Find the line containing "output | one" in the data below and repeat it, along with all later lines, exactly through the last one.

Stored data entries:
★ ★ ★ ★ ★

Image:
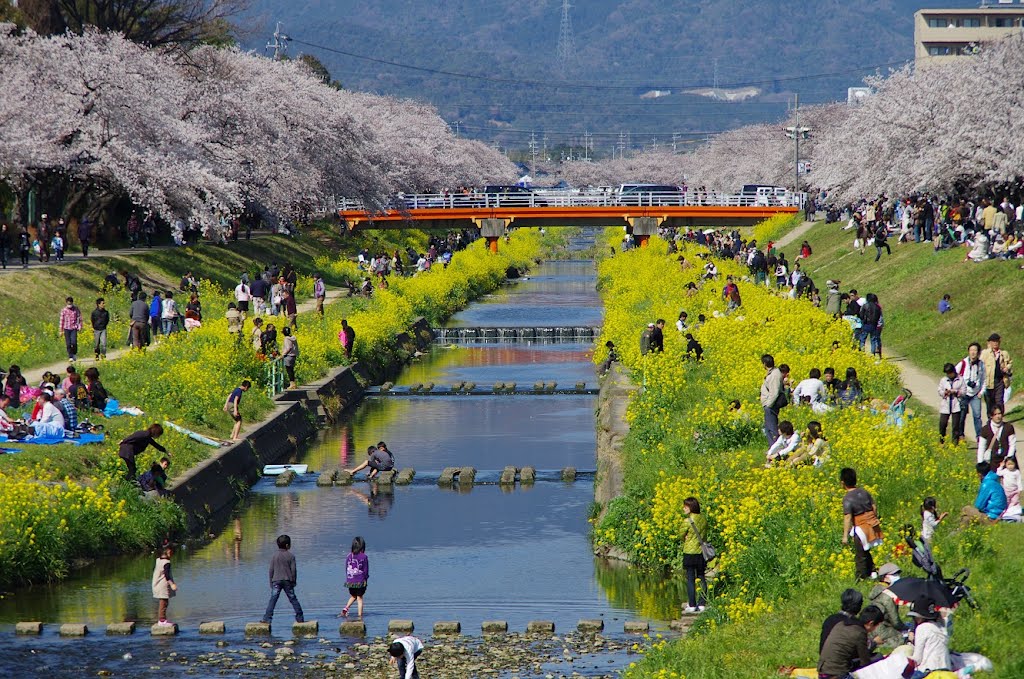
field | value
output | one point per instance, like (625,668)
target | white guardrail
(543,199)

★ ★ ★ ★ ★

**Your solution**
output | one point per instance, like (625,668)
target | white guardrail
(543,199)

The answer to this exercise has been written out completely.